-- START OF Entries supplied --

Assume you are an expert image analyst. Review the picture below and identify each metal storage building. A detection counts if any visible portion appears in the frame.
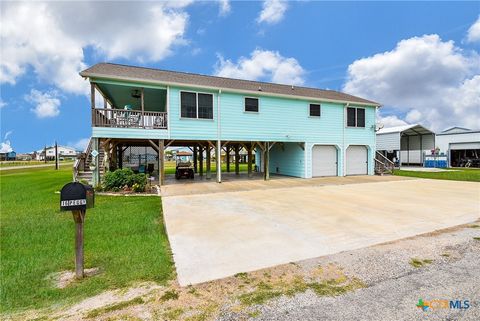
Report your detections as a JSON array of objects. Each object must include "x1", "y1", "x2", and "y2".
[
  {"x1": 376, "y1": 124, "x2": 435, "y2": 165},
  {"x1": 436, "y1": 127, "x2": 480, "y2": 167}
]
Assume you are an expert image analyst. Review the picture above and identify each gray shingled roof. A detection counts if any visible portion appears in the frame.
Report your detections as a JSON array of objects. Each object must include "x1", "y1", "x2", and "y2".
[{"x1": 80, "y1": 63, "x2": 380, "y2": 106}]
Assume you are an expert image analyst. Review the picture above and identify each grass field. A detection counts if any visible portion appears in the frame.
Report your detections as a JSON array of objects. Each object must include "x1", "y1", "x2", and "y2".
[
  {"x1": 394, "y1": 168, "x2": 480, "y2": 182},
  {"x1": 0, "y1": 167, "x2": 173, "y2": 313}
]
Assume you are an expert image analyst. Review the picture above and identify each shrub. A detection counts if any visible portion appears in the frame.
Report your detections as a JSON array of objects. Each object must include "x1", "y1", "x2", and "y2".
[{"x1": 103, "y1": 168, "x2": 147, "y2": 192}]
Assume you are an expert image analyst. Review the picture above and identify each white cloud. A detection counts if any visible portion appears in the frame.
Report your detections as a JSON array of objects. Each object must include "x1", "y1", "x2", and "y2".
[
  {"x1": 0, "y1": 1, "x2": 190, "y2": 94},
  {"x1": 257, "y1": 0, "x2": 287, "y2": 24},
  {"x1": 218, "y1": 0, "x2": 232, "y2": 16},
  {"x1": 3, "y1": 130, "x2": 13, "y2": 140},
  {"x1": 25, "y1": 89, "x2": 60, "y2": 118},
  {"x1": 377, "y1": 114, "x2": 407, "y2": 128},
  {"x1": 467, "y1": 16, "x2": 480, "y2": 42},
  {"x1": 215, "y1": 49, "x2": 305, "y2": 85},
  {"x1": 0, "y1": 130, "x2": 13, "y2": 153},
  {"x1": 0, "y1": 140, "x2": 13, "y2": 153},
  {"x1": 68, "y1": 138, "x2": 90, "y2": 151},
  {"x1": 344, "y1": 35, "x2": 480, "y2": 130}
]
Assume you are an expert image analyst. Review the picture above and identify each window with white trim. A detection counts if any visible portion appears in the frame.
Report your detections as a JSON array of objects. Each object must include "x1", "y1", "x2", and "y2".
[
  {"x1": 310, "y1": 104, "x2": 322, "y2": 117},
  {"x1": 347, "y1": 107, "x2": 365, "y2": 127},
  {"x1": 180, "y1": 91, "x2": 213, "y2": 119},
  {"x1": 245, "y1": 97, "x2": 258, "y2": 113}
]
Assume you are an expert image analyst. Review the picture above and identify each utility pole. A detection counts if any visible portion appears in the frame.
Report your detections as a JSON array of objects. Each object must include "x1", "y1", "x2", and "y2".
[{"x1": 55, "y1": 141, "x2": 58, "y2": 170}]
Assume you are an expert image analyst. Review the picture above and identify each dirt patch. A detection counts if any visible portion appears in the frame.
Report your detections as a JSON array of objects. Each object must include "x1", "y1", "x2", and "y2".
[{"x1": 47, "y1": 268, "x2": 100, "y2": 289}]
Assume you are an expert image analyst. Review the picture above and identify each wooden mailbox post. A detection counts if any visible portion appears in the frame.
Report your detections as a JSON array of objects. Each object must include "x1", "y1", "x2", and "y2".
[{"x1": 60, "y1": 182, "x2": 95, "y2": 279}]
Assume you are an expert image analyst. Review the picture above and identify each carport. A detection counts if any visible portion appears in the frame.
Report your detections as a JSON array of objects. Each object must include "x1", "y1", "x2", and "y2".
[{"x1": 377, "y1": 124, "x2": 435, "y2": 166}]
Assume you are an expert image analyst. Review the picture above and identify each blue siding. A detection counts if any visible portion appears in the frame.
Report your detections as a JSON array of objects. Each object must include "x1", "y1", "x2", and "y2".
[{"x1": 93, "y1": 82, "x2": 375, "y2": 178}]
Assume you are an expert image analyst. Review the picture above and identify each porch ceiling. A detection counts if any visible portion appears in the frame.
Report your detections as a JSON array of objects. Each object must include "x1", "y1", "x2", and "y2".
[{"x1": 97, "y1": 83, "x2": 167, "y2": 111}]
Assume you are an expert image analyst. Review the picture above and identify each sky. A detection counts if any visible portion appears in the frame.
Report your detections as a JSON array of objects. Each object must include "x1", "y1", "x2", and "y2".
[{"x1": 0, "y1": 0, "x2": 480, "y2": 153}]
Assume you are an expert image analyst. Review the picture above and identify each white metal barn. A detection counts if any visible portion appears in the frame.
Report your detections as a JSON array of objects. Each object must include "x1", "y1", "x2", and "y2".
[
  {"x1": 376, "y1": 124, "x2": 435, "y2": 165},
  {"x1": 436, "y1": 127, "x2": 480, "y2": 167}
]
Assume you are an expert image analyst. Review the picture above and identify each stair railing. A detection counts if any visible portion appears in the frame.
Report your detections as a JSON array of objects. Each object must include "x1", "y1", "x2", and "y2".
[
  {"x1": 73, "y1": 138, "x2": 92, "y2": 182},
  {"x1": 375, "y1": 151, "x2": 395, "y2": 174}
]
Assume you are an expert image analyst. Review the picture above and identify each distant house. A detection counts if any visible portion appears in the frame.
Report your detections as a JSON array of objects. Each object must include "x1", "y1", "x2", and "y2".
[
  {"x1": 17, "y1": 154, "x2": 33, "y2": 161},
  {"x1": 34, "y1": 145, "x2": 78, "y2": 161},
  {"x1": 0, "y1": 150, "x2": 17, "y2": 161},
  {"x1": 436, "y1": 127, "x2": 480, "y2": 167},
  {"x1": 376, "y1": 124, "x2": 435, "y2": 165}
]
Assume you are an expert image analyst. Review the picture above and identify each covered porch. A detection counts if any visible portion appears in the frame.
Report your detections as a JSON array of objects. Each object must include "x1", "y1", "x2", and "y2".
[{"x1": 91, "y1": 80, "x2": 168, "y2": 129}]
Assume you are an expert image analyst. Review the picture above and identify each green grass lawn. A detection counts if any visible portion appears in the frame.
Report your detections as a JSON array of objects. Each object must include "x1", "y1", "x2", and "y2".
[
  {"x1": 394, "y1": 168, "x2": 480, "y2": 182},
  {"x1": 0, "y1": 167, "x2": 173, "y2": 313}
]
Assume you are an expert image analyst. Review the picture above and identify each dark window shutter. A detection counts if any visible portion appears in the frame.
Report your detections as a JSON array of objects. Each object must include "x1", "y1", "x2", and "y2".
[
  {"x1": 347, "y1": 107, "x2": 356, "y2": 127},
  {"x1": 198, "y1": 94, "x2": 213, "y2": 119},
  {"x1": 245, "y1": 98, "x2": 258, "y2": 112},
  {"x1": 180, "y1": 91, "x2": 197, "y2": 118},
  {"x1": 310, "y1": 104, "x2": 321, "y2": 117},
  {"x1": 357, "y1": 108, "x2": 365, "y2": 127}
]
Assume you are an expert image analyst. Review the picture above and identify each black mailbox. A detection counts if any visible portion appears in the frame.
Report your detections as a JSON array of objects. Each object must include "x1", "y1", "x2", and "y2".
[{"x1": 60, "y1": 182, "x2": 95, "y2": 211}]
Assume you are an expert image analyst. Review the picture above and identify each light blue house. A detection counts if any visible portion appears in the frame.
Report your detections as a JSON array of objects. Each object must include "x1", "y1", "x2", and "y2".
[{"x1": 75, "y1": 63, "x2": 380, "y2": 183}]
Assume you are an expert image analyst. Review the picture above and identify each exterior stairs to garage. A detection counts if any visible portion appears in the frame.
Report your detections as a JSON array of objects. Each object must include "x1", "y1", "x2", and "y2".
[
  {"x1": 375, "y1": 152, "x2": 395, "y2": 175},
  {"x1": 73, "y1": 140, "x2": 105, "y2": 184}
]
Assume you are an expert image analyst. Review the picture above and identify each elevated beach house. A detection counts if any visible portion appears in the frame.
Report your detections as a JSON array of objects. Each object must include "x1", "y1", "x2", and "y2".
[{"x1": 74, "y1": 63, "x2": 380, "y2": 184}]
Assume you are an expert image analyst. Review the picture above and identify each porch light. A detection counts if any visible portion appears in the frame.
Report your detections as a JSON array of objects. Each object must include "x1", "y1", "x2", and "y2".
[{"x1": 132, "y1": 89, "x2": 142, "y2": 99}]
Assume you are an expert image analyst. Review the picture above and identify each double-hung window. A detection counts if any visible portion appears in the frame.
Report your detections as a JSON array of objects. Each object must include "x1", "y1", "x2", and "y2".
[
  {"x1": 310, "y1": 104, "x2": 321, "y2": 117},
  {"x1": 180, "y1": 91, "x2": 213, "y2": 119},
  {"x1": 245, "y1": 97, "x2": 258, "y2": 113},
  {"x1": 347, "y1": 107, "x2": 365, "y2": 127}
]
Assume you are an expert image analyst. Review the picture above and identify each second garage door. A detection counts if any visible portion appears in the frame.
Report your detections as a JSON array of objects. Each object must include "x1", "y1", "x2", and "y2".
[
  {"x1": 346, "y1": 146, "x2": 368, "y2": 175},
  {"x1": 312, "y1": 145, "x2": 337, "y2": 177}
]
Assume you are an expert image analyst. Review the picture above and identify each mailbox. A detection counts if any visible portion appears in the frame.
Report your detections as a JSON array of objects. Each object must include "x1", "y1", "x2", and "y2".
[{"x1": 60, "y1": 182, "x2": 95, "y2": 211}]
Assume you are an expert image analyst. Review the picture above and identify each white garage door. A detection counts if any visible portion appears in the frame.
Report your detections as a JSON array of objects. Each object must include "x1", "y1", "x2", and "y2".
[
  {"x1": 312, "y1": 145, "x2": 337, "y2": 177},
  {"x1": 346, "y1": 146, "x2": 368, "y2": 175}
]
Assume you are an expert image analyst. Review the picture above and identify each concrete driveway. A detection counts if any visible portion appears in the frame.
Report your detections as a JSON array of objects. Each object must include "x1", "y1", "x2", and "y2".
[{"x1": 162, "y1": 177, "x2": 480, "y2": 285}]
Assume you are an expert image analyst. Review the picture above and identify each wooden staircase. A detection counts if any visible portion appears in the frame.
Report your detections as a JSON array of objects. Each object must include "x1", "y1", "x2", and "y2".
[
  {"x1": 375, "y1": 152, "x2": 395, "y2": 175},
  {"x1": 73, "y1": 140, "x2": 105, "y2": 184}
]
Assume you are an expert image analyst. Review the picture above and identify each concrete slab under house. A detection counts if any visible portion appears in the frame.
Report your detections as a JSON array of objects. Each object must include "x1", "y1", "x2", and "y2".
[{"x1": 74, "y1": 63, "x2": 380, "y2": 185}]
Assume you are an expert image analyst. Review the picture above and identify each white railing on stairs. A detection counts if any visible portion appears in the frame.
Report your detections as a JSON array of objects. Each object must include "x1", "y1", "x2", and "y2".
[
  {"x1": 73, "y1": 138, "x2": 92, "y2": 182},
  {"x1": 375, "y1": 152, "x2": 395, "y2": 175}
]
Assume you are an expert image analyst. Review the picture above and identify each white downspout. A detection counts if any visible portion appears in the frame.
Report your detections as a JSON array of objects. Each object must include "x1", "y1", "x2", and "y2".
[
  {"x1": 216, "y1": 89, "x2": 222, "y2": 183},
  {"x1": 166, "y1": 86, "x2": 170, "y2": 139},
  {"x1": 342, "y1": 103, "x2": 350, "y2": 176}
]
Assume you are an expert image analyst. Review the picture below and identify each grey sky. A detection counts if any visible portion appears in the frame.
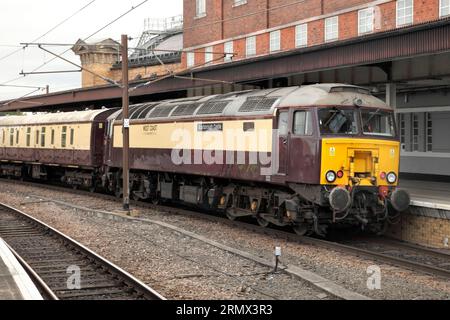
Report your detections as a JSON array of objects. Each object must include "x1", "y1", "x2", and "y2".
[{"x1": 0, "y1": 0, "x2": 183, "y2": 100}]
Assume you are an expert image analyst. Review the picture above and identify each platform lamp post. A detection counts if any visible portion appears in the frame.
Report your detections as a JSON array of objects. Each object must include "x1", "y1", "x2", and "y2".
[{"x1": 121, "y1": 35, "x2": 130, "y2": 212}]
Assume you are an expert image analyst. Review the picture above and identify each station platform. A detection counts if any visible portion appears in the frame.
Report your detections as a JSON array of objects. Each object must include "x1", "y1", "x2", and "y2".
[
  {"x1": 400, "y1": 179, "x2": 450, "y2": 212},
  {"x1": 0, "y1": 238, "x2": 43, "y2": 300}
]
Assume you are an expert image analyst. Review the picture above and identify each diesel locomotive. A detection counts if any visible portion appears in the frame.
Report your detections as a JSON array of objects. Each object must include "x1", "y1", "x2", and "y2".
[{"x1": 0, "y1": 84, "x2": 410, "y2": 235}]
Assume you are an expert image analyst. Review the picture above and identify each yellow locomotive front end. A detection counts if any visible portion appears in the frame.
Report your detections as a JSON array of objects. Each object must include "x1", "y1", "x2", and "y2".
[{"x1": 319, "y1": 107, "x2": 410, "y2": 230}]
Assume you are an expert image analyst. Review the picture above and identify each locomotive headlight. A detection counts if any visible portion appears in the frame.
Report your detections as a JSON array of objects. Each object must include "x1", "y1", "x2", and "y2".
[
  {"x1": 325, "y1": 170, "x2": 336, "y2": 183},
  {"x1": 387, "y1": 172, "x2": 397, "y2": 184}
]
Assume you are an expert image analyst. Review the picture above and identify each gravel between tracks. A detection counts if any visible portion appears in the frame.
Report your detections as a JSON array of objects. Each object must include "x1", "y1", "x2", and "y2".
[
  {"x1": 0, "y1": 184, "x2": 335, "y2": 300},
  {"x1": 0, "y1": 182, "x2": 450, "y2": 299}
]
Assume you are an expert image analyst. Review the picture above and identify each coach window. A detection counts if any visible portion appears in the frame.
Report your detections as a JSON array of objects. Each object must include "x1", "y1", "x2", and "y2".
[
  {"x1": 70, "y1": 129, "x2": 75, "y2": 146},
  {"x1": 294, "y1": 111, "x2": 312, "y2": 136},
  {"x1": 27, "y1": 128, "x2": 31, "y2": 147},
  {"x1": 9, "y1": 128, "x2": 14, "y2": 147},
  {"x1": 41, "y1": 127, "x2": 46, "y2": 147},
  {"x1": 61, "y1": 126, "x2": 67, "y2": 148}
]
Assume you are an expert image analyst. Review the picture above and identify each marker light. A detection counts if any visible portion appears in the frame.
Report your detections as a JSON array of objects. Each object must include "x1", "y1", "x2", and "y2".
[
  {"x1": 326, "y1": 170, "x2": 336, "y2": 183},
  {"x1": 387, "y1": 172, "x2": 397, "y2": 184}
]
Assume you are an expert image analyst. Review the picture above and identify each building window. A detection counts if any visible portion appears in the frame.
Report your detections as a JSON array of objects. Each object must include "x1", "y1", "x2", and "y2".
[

-- END OF Entries supplied --

● **Your task**: Please report how many lines of the material above contain the string "headlight", with case counting, and give only that number.

● **Expected answer**: 1